**The task:**
Reproduce verbatim the lines of the material from the line containing "outline psoe logo" through the final line of the material, inclusive.

**Data for the task:**
*****
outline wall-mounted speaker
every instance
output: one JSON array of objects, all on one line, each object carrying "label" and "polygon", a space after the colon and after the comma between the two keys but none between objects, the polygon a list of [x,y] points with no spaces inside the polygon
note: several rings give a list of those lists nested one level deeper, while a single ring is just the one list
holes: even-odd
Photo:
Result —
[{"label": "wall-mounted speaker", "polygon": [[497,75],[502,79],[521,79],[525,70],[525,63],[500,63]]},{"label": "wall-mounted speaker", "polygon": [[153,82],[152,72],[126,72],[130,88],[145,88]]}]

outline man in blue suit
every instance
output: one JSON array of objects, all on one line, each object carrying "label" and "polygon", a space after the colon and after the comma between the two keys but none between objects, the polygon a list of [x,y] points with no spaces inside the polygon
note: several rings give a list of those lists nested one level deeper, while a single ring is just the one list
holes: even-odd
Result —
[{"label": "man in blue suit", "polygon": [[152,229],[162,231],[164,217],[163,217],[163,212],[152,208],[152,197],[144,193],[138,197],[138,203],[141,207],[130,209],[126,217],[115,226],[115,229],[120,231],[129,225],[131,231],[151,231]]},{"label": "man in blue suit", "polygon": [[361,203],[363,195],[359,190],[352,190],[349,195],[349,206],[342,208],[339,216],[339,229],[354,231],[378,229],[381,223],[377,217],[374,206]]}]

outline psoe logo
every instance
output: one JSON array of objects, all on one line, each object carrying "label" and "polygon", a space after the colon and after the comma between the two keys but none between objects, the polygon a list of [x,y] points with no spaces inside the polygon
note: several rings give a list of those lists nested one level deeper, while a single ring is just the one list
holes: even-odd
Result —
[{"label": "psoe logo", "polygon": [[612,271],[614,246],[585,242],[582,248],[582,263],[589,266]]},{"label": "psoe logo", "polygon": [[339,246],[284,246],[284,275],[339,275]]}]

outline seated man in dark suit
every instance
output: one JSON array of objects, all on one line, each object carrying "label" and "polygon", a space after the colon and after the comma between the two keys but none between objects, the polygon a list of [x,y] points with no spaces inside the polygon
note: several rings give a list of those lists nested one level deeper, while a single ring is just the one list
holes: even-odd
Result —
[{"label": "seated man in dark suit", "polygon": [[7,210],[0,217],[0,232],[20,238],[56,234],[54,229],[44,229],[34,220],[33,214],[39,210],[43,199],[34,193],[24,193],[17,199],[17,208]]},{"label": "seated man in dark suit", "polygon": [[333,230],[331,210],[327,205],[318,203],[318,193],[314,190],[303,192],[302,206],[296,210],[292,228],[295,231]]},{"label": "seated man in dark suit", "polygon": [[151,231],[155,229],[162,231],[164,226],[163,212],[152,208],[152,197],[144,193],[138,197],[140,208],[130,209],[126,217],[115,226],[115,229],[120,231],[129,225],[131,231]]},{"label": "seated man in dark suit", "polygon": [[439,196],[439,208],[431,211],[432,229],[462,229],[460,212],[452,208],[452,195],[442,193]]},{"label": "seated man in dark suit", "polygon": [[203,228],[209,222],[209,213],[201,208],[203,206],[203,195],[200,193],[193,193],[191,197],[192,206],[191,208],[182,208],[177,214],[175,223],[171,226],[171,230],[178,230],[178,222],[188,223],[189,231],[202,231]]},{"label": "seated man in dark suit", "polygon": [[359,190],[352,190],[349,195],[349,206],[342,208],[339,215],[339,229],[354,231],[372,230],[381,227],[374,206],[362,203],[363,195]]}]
*****
**Right answer:**
outline psoe logo
every instance
output: one JSON array of objects, all on one line, each object carrying "label" and "polygon", a space after the colon and after the comma between the two keys but none between objects, the polygon a list of [x,y] points with no spaces inside the polygon
note: several rings give a list of those lists nested one level deeper, while a single ring is just the one list
holes: even-odd
Result —
[{"label": "psoe logo", "polygon": [[612,271],[614,246],[585,242],[582,248],[582,263],[589,266]]},{"label": "psoe logo", "polygon": [[339,246],[284,246],[284,275],[339,275]]}]

outline seated man in dark suit
every instance
output: one JSON array of objects, all on one line, each object carrying "label" and "polygon", a space after the colon and after the comma between the two keys but none between objects, the polygon a list of [x,y] points with no spaces inside the polygon
note: several rings give a list of those lists nested one level deeper, while a single ring is just the one list
holes: even-odd
Result —
[{"label": "seated man in dark suit", "polygon": [[7,210],[0,217],[0,232],[20,238],[56,234],[54,229],[44,229],[34,220],[33,214],[39,210],[43,199],[34,193],[24,193],[17,199],[17,208]]},{"label": "seated man in dark suit", "polygon": [[333,230],[331,210],[327,205],[318,203],[318,193],[314,190],[303,192],[302,206],[296,210],[292,228],[295,231]]},{"label": "seated man in dark suit", "polygon": [[151,231],[155,229],[162,231],[164,226],[163,212],[152,208],[152,197],[144,193],[138,197],[140,208],[130,209],[126,217],[115,226],[115,229],[120,231],[129,225],[131,231]]},{"label": "seated man in dark suit", "polygon": [[439,196],[439,208],[431,211],[432,229],[462,229],[460,212],[452,208],[452,195],[442,193]]},{"label": "seated man in dark suit", "polygon": [[203,228],[209,222],[209,213],[201,208],[203,206],[203,195],[200,193],[193,193],[191,197],[192,206],[191,208],[182,208],[177,214],[175,223],[171,226],[171,230],[178,230],[178,222],[188,223],[189,231],[202,231]]},{"label": "seated man in dark suit", "polygon": [[359,190],[352,190],[349,195],[349,206],[342,208],[339,215],[339,229],[354,231],[372,230],[381,227],[374,206],[362,203],[363,195]]}]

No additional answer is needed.